ÉNONCÉ 1 -
Recopiez le passage du texte sur la défense européenne en commençant à « Il faut intégrer » et en terminant à « est également indispensable. ». Remplacez « européenne » par « continentale ».
ÉNONCÉ 2 -
Indiquez si chacune des affirmations suivantes concorde avec le texte sur la défense européenne. Répondez par oui ou par non, puis citez les mots du texte qui le prouvent.
(a) L'auteur recommande de réduire la dépendance au parapluie américain.
(b) L'auteur préconise la fabrication de produits nationaux concurrents.
(c) L'auteur juge les propos de Trump sans importance.

TEXTE EXTRAIT -

....

Il faut intégrer les propos de Trump comme constituant une vraie menace et préparer des plans pour la contrer. Cela passe par réduire la dépendance aveugle au parapluie américain. Que les pays qui arbitrent leurs efforts budgétaires en faisant l’impasse sur la Défense se motivent et contribuent à hauteur de leurs moyens réels à leur défense. Cela passe sans doute aussi par une révolution culturelle : construire une vraie souveraineté européenne et bâtir la politique de défense européenne qui en découle : ne pas être dépendants des contingences intérieures américaines mais être capable  de se faire respecter en toute autonomie. La structuration d’une vraie industrie de défense européenne avec des produits unifiés et interopérables, et non pas la fabrication de produits nationaux concurrents et incompatibles, est également indispensable.

....

DONNÉES FOURNIES -
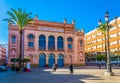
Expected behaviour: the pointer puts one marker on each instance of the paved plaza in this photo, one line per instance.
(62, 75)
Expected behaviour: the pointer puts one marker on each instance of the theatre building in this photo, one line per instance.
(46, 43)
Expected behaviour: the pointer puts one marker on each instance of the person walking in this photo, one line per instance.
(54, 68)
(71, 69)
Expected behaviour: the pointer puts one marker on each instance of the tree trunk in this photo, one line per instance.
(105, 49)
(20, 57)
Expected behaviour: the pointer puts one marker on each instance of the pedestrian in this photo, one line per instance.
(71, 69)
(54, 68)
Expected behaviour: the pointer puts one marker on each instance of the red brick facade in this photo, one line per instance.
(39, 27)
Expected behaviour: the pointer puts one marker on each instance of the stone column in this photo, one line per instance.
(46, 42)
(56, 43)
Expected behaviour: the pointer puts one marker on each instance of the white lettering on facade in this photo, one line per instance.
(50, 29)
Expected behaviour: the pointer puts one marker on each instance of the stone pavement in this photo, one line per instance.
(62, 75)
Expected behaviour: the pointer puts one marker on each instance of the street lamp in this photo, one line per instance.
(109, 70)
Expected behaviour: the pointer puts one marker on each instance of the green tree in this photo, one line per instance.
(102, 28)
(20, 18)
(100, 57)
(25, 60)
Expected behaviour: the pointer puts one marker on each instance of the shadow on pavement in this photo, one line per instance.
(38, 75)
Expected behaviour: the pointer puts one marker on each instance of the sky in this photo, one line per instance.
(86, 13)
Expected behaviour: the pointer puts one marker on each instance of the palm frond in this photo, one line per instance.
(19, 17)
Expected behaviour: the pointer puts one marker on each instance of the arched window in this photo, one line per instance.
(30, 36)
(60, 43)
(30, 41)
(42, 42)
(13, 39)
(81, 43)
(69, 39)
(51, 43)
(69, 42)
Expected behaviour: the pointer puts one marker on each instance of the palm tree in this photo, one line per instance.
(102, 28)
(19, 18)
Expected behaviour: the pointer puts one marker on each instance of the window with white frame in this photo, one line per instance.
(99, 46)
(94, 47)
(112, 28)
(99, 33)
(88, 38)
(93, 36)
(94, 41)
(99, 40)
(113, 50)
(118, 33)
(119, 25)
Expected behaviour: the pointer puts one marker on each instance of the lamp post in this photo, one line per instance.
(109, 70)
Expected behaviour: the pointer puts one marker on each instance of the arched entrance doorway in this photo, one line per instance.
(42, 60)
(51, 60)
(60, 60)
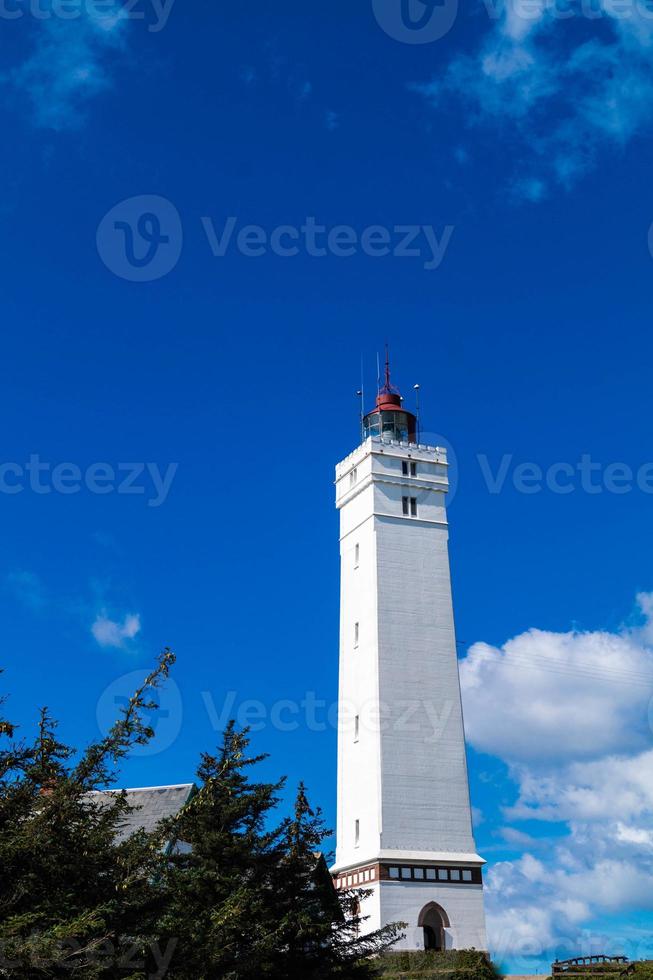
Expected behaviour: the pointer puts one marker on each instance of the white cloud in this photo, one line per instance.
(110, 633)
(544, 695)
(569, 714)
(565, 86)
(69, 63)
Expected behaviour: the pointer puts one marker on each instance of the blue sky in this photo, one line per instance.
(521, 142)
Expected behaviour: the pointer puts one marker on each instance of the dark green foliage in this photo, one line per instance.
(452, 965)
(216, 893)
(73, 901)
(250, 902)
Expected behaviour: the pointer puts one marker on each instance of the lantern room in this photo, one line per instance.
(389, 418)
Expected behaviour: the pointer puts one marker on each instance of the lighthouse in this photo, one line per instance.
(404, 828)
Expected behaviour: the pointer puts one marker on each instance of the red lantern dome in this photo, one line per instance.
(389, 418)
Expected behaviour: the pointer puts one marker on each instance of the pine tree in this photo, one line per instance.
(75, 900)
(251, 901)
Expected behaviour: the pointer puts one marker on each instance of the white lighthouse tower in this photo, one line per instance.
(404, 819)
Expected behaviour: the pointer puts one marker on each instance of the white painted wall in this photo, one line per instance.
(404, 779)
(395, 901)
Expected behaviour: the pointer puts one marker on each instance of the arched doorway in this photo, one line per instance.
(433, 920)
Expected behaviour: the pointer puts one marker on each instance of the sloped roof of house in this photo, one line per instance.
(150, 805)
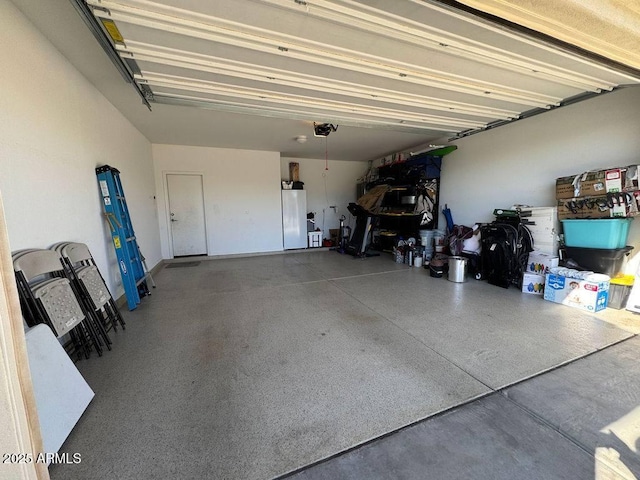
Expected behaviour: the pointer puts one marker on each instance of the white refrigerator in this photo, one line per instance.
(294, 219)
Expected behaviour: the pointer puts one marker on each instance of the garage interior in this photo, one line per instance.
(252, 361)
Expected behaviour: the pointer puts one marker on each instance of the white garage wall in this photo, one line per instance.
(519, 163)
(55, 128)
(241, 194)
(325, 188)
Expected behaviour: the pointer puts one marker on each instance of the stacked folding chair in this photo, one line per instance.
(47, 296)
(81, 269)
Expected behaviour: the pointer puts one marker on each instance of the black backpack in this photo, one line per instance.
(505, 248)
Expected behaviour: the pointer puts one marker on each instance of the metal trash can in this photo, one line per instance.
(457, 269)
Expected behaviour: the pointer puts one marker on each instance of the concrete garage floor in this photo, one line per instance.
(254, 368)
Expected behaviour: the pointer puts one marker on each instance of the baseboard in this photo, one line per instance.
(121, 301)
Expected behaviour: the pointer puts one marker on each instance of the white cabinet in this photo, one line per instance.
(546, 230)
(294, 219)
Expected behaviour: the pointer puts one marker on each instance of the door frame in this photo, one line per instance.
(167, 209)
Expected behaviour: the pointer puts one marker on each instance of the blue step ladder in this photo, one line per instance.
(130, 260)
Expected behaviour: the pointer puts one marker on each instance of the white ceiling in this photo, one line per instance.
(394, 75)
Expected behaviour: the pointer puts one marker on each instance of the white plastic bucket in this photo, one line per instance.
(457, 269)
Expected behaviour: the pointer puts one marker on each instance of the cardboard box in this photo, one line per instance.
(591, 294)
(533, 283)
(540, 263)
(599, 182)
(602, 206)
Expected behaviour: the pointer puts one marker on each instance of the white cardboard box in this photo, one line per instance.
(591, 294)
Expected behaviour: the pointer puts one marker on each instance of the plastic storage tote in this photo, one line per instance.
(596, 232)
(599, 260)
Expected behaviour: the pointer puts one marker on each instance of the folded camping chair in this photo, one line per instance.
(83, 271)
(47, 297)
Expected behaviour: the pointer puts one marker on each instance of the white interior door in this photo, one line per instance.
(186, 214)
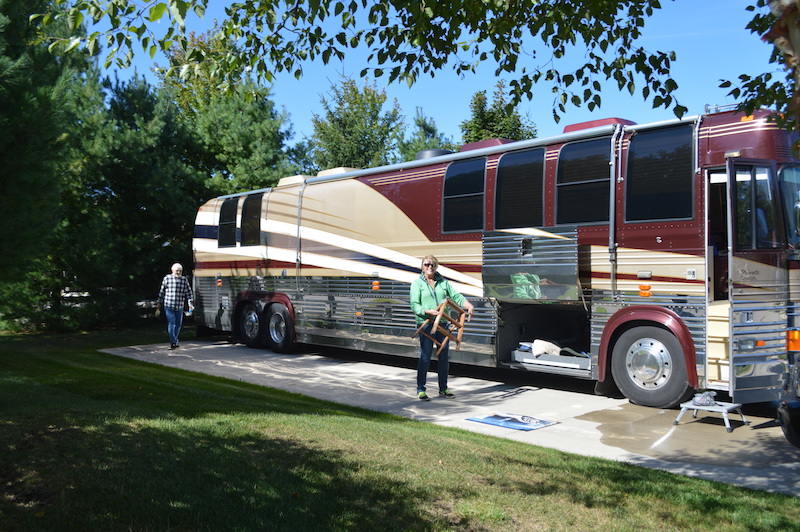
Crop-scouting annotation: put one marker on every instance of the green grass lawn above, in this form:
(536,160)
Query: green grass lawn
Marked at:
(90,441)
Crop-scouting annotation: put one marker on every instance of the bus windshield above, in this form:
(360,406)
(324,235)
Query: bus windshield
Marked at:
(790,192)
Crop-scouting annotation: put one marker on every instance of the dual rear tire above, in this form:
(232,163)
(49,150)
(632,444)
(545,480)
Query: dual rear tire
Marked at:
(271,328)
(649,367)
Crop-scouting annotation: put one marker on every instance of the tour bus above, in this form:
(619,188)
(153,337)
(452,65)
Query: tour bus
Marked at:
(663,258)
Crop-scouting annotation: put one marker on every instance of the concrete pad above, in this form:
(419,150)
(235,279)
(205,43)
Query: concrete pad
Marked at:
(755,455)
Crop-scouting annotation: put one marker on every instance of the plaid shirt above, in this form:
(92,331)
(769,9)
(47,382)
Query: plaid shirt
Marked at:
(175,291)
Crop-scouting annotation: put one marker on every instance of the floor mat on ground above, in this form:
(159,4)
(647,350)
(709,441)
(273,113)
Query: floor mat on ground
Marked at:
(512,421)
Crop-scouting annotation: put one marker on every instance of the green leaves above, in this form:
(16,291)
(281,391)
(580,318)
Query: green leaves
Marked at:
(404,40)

....

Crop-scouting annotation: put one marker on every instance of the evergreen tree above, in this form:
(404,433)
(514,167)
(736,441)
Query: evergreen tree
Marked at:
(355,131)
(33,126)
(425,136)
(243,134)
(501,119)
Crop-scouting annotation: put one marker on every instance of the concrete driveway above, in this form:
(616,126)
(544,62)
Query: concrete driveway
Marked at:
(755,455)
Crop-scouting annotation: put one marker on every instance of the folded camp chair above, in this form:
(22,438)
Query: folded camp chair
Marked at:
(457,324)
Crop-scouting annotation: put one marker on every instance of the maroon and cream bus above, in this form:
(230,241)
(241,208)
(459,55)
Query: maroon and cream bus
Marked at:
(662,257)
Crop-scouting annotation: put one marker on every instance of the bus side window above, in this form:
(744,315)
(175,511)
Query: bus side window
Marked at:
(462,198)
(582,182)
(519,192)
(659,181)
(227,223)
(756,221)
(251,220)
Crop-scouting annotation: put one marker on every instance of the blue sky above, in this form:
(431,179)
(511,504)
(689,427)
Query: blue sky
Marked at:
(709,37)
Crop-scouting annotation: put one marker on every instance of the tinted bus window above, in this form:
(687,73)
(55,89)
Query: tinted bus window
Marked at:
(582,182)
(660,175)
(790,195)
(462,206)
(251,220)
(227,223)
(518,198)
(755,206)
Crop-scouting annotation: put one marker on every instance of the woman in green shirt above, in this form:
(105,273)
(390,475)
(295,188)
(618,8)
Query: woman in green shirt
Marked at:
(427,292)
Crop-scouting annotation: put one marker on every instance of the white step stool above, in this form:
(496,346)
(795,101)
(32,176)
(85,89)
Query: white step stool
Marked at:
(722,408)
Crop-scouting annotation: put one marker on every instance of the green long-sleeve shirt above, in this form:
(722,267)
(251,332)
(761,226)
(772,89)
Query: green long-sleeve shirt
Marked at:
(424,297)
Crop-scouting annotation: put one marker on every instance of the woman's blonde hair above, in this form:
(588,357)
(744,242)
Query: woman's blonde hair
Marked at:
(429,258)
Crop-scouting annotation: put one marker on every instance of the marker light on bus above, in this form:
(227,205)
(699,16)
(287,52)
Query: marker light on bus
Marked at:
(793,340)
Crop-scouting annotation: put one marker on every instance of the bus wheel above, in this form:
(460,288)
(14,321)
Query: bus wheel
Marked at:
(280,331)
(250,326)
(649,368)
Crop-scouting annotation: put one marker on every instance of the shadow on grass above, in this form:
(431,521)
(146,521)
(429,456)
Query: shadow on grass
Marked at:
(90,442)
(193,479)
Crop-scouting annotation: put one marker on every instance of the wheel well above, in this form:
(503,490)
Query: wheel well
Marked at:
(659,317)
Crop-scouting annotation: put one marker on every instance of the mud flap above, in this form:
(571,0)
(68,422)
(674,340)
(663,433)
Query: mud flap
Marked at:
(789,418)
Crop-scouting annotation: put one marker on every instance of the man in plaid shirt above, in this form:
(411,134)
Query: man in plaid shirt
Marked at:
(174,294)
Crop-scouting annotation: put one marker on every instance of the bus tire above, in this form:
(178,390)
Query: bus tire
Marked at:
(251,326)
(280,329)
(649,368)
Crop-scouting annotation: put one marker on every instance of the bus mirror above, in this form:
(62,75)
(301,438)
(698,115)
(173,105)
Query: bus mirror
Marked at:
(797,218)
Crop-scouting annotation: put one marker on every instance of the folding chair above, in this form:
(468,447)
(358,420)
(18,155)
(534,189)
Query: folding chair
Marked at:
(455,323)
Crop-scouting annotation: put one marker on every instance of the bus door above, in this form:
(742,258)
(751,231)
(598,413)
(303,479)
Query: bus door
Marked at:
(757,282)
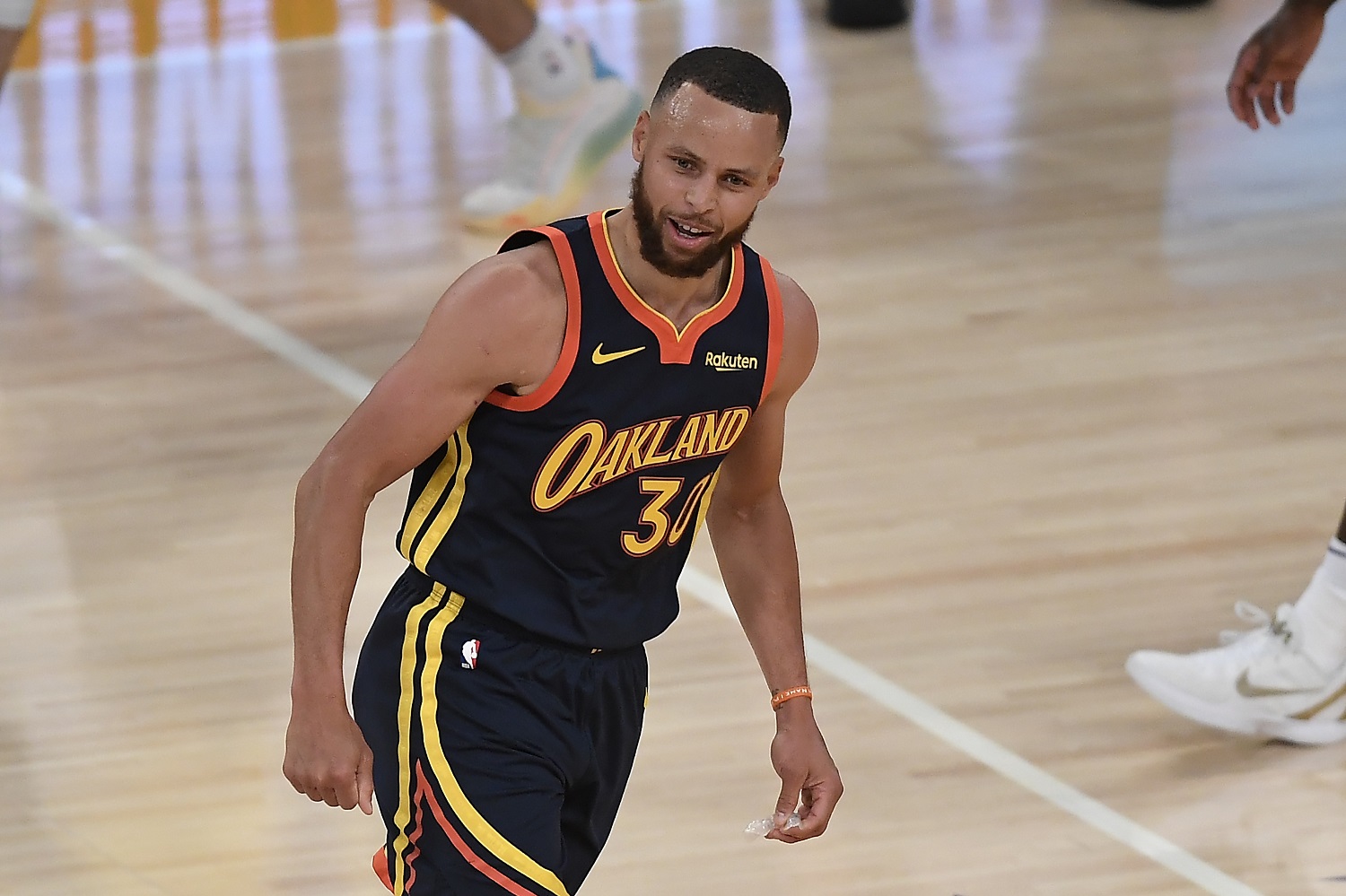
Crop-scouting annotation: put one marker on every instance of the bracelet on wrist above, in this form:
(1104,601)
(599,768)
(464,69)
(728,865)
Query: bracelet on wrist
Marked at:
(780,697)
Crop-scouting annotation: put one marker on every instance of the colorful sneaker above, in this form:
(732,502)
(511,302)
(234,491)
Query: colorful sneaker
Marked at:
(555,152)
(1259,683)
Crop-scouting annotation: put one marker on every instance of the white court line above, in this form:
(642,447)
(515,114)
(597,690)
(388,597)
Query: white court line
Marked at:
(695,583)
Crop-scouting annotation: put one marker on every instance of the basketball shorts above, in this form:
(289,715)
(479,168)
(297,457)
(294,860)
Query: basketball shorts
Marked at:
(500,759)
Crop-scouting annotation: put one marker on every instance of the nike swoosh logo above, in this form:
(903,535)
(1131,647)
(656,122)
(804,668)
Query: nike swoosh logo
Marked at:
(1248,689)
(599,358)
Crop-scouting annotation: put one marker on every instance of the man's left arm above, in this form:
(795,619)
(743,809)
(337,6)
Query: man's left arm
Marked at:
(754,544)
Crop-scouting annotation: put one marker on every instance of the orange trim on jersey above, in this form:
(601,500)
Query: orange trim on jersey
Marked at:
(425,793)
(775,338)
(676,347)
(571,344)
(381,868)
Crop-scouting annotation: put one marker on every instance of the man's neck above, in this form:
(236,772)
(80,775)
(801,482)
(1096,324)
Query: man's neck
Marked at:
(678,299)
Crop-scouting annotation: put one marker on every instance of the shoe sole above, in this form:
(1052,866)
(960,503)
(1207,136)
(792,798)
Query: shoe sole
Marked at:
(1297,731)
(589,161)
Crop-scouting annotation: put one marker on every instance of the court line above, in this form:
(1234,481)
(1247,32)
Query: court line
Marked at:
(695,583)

....

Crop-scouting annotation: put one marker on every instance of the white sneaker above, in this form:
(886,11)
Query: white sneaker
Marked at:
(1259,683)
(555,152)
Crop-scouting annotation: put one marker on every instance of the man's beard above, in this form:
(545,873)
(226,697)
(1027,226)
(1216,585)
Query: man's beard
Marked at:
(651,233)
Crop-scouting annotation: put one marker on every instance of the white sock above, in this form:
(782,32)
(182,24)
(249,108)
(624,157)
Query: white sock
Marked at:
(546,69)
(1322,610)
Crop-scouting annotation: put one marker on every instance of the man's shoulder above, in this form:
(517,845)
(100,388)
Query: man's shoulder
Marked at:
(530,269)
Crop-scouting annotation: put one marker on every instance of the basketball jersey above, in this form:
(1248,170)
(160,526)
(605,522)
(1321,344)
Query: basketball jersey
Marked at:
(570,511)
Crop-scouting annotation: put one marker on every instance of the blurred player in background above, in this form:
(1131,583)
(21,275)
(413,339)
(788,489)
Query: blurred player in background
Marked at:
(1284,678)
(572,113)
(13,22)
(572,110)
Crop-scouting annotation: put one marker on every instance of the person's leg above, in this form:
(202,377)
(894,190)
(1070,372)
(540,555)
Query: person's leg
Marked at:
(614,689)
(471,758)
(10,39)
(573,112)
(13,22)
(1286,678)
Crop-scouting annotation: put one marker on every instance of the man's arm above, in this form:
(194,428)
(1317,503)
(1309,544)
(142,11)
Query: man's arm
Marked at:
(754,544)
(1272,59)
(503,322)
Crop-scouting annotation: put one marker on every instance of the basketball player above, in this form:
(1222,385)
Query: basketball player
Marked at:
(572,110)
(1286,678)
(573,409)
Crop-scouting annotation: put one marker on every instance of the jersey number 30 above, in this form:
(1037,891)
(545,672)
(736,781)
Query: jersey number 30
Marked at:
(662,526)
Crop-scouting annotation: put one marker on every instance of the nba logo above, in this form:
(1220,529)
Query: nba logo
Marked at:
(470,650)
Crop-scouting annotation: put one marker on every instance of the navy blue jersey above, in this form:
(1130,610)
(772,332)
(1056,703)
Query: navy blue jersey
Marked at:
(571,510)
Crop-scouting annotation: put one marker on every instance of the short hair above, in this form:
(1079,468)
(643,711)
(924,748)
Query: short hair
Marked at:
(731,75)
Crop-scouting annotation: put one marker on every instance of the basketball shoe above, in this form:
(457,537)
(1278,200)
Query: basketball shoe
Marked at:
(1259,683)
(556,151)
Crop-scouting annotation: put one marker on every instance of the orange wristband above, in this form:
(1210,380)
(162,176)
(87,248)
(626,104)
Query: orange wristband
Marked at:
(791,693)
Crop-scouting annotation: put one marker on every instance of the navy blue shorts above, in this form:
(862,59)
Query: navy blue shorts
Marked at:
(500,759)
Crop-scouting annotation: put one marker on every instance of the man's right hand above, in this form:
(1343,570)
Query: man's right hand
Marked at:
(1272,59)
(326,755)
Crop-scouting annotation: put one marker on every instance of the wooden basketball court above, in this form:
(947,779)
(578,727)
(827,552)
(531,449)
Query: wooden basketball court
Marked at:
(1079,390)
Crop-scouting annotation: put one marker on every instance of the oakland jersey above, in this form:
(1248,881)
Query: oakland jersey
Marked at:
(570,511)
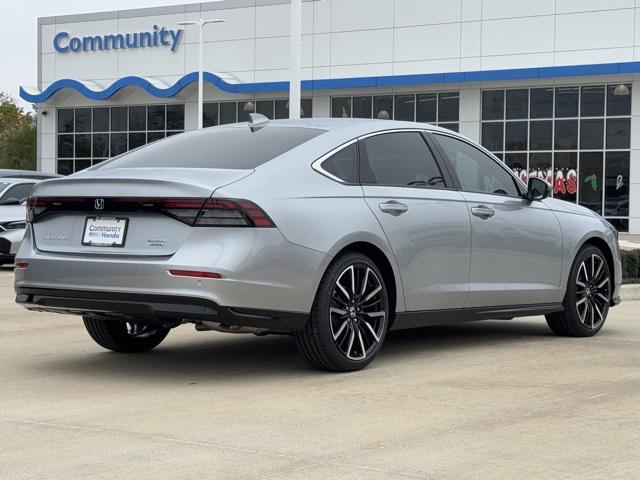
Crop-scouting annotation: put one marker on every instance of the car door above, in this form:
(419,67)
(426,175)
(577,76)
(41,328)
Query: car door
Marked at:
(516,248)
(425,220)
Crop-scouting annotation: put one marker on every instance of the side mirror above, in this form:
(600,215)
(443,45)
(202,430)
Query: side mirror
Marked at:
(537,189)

....

RÉPONSE 1 -
Il faut intégrer les propos de Trump comme constituant une vraie menace et préparer des plans pour la contrer. Cela passe par réduire la dépendance aveugle au parapluie américain. Que les pays qui arbitrent leurs efforts budgétaires en faisant l’impasse sur la Défense se motivent et contribuent à hauteur de leurs moyens réels à leur défense. Cela passe sans doute aussi par une révolution culturelle : construire une vraie souveraineté continentale et bâtir la politique de défense continentale qui en découle : ne pas être dépendants des contingences intérieures américaines mais être capable  de se faire respecter en toute autonomie. La structuration d’une vraie industrie de défense continentale avec des produits unifiés et interopérables, et non pas la fabrication de produits nationaux concurrents et incompatibles, est également indispensable.

RÉPONSE 2 -
(a) Oui : « Cela passe par réduire la dépendance aveugle au parapluie américain. »
(b) Non : « et non pas la fabrication de produits nationaux concurrents et incompatibles »
(c) Non : « Il faut intégrer les propos de Trump comme constituant une vraie menace »